*BRANO FORNITO*.
= = = = = = =

La scorsa primavera si era già alzato un vento simile. Basti pensare allo scorso marzo: "People", la grande dimostrazione di Milano in difesa dei diritti dei migranti; i cortei dell’8 marzo; la manifestazione di Verona contro l’integralismo familistico; i tanti lenzuoli sui balconi contro Salvini. Sono state mobilitazioni importanti, nel momento in cui tracimava senza nessun apparente freno sociale il protagonismo autoritario del ministro dell’interno, si imponeva un senso comune di massa reazionario sul terreno dei profughi e dei migranti, cresceva il consenso leghista nel paese.

Un vento, però, contraddittorio. Infatti, se da una parte queste mobilitazioni hanno rappresentato un’occasione importante di resistenza, dall’altra si sono poste in continuità con l’involuzione di classe di questi anni. In queste mobilitazioni infatti si è spesso imposta una cifra moltitudinaria: costruite su eventi e una simbologia generica; focalizzate talvolta su un personaggio di grande evidenza pubblica o a contrario su ristretti gruppi promotori anonimi; segnate dall’annegamento di ogni caratterizzazione programmatica nella moltiplicazione di tavoli, piattaforme e rivendicazioni; volte in particolare alla valorizzazione di ampie alleanze negli appuntamenti e nelle iniziative. Di fatto, cioè, si sono caratterizzate come fronti popolari di massa, coinvolgendo trasversalmente diversi soggetti e blocchi sociali: studenti, lavoratori e lavoratrici, piccola e media borghesia, talvolta anche frazioni delle stesse classi dominanti. Più che un popolo di sinistra, con un determinato riferimento sociale per quanto generico e ancora in testa vaghe idee di socialismo, un popolo dei diritti progressista che difende le libertà individuali e collettive, prescindendo però da ogni dimensione di classe e da ogni pur vaga propensione di cambiamento del modo di produzione vigente.

= = = = = = =

[Elementi di dati]
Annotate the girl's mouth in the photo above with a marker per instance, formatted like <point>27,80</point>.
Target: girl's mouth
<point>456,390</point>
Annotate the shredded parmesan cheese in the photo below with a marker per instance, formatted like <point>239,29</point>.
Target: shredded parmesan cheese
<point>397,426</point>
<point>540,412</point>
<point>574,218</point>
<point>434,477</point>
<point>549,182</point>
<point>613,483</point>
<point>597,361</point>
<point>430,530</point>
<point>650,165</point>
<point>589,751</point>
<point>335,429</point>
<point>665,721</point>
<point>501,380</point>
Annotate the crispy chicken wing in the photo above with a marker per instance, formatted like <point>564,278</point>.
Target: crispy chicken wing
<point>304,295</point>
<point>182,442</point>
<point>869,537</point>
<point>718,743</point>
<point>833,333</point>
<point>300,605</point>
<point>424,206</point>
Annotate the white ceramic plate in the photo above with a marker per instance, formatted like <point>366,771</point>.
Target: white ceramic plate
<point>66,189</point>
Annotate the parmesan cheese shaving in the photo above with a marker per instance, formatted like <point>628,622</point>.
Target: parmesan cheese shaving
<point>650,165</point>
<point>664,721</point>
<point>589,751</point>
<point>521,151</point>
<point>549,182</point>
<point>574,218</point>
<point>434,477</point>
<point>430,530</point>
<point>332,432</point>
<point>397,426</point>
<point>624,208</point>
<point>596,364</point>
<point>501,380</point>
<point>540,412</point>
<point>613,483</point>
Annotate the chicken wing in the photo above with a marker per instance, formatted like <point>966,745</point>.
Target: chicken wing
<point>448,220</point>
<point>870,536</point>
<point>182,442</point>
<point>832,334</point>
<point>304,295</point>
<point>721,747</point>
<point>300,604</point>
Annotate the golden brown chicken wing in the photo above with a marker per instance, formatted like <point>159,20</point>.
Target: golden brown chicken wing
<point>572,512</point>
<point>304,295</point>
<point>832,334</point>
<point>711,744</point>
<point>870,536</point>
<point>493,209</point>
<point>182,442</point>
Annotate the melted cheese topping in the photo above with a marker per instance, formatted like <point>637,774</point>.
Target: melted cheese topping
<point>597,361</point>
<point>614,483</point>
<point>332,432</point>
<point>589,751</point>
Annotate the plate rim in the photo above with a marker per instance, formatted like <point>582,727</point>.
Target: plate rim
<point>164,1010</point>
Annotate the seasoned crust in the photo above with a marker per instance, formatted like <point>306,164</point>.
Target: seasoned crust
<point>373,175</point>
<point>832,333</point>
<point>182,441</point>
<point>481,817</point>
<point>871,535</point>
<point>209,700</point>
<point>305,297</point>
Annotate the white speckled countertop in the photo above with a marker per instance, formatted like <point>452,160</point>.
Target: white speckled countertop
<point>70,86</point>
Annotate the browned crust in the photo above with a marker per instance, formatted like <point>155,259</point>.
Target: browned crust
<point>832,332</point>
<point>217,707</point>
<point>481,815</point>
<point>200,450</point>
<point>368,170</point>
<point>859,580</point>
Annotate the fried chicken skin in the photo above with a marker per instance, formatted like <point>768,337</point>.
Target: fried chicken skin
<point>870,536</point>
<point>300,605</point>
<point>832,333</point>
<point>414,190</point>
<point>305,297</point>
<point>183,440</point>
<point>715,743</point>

= = = = = = =

*CONSEGNA A*.
Rispondi alle domande seguenti sul brano.
(i) Contro che cosa era rivolta la manifestazione di Verona?
(ii) Che cosa è stato esposto sui balconi contro Salvini?
(iii) Come si sono caratterizzate di fatto queste mobilitazioni?
*CONSEGNA B*. Sostituisci "browned crust" con "golden crust" nelle righe dei dati, dalla riga che contiene "Annotate the white speckled" fino all'ultima riga, entrambe incluse. Riporta soltanto queste righe e lascia invariato tutto il resto.

*SOLUZIONE COMPLETA A*.
(i) Contro l'integralismo familistico.
(ii) Tanti lenzuoli.
(iii) Come fronti popolari di massa.

*SOLUZIONE COMPLETA B*.
Annotate the white speckled countertop in the photo above with a marker per instance, formatted like <point>452,160</point>.
Target: white speckled countertop
<point>70,86</point>
Annotate the golden crust in the photo above with a marker per instance, formatted like <point>155,259</point>.
Target: golden crust
<point>832,332</point>
<point>217,707</point>
<point>481,815</point>
<point>200,450</point>
<point>368,170</point>
<point>859,580</point>
Annotate the fried chicken skin in the photo above with a marker per instance, formatted like <point>768,337</point>.
Target: fried chicken skin
<point>870,536</point>
<point>300,605</point>
<point>832,333</point>
<point>414,190</point>
<point>305,297</point>
<point>183,440</point>
<point>715,743</point>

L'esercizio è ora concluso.